+++ Passage shown

No gatherings of more than 20 people? Strike one.
Fourteen-day quarantine requirement for everyone coming to Alaska? Strike two.
Reliance on sponsors who are struggling to keep employees on the payroll and themselves in business? Strike three.
And that could be the ballgame for Alaska’s summer baseball teams, which for 60 years have brought top college players north for a two-month season.
“We’re in a bit of a pickle,” Anchorage Glacier Pilots general manager Mike Hinshaw said Thursday.
The Pilots and three other Alaska Baseball League teams -- the Anchorage Bucs, the Mat-Su Miners and the Chugiak Chinooks -- will decide Friday whether to field teams this summer despite the COVID-19 pandemic that has killed more than 60,000 Americans.
On Wednesday night, the Fairbanks Goldpanners -- a founding member of the ABL that has played an independent schedule in recent years -- canceled their season. In March, the Peninsula Oilers of the ABL canceled theirs.

++++++
+++ Recorded data

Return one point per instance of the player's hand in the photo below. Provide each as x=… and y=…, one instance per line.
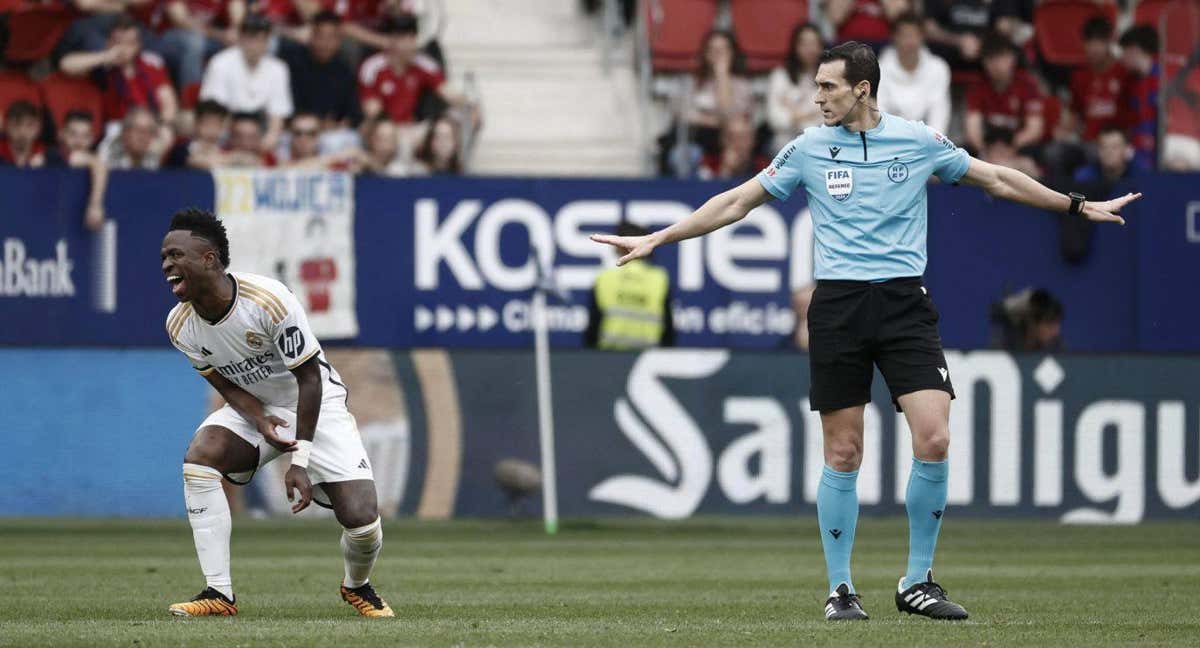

++++++

What you should do:
According to the Alaska baseball article, which team canceled its season on Wednesday night? The lines are separate material and have no connection to the Alaska baseball article.

Answer to this exercise:
The Fairbanks Goldpanners